▸ WHAT TO PRODUCE: From the forum thread on kickboxing and taekwondo, output word for word the passage that begins with the words containing "If you have" and ends with "stance, and overconfidence.".

# Kickboxing + Taekwondo?



## Leo89 (Oct 26, 2016)

Hey everyone, I'm currently studying kukkiwon style taekwondo, so far no problems/complaints. 

I am however thinking of taking up something a little more aggressive in terms of full contact tournaments. 

I'm still just a white belt so obviously this wouldn't be happening right away. 

Is it easy to transition from one to the other?


----------



## drop bear (Oct 26, 2016)

I know guys who do it.


----------



## Leo89 (Oct 27, 2016)

drop bear said:


> I know guys who do it.



How often do they train? 

And are there any open amateur kickboxing tournaments?


----------



## KangTsai (Oct 27, 2016)

If you have kicking down, that's already 1/4 transition done. Now you just need to learn how to box, basic strategy, and get fitness in check. 

I have seen many kick boxing fights with ITF and WTF taekwondo black belts; fast kicks and fast movement, but terrible hands, a bad stance, and overconfidence.

▸ Saved records:

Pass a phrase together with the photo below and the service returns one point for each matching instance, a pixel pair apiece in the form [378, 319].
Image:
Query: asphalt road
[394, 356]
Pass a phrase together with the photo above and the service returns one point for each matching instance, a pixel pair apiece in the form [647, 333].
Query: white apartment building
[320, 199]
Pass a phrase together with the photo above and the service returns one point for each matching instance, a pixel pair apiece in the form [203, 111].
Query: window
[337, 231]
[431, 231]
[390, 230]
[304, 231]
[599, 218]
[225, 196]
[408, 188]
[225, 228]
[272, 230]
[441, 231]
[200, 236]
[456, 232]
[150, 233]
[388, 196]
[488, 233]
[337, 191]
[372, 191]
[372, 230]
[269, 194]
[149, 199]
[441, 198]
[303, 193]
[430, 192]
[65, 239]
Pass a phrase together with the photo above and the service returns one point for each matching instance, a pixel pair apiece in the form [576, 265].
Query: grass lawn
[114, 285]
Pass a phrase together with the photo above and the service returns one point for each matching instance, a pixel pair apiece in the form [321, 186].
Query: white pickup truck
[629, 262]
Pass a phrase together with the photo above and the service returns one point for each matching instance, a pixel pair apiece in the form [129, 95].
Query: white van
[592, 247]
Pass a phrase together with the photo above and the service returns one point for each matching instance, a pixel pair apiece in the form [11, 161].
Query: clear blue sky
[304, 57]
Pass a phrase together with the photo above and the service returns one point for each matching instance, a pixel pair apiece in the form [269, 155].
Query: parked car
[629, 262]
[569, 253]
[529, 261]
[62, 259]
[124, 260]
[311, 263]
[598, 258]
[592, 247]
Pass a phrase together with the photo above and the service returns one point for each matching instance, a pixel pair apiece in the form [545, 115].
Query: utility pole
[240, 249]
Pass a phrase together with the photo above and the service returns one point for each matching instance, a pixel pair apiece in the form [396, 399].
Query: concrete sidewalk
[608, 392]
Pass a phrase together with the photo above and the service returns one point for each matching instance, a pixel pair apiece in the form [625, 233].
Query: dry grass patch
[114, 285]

▸ WRITTEN ANSWER:
If you have kicking down, that's already 1/4 transition done. Now you just need to learn how to box, basic strategy, and get fitness in check. 

I have seen many kick boxing fights with ITF and WTF taekwondo black belts; fast kicks and fast movement, but terrible hands, a bad stance, and overconfidence.